[Start of section]

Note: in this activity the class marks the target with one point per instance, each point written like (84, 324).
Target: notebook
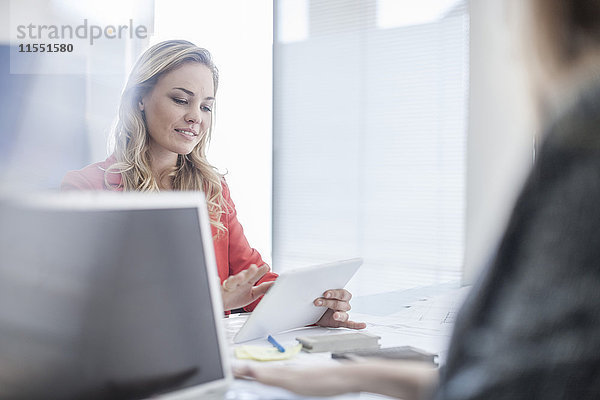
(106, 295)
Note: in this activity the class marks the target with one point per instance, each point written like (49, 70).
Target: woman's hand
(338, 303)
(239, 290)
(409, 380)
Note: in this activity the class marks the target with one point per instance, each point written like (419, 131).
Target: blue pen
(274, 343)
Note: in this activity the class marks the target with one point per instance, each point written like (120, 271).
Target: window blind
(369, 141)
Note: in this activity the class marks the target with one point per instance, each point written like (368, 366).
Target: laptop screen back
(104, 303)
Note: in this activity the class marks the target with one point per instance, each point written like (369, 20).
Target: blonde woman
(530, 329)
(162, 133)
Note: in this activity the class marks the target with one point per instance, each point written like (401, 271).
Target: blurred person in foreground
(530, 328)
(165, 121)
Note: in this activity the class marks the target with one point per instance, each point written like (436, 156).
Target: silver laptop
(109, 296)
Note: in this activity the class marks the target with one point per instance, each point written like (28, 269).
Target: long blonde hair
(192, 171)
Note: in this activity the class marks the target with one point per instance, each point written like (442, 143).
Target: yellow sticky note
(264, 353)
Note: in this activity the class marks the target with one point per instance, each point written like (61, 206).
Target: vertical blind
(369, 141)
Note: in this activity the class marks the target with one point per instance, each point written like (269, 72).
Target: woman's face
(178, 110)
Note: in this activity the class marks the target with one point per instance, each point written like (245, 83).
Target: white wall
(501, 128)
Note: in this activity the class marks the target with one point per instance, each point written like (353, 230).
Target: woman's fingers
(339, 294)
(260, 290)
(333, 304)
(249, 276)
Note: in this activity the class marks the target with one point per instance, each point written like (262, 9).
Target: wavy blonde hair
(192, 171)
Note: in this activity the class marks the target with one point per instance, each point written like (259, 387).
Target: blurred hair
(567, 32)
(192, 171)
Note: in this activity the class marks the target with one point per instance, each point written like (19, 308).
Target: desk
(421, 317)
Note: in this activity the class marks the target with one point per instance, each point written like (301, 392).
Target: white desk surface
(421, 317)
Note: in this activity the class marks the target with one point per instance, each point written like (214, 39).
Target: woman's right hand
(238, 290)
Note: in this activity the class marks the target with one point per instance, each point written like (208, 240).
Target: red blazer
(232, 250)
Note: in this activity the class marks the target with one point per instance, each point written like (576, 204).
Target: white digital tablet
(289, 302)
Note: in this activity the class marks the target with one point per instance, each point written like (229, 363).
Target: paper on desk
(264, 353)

[End of section]
[Start of section]

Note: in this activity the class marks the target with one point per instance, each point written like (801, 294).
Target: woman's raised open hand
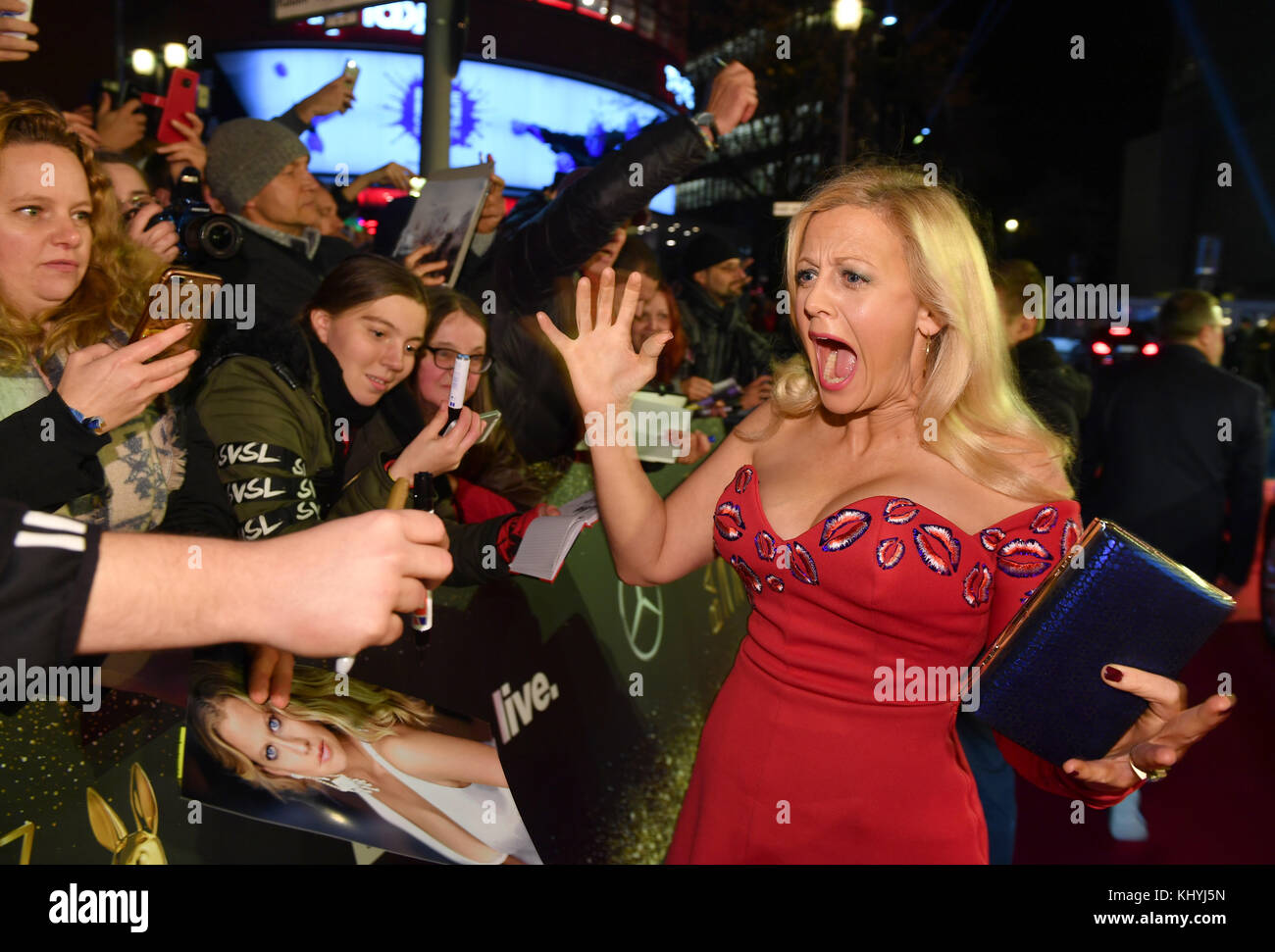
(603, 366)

[End of section]

**DESCRIPTION OF THE TASK**
Please output the lines above beginning at the line with "like (84, 324)." and ending after the line with "like (49, 70).", precisely as written and with no pictures.

**RESPONSE**
Note: in this activity the class marks the target with one point per instance, each point written like (84, 324).
Target: notebook
(106, 295)
Note: in this activity the class marks the target with one point per instance, each point written like (49, 70).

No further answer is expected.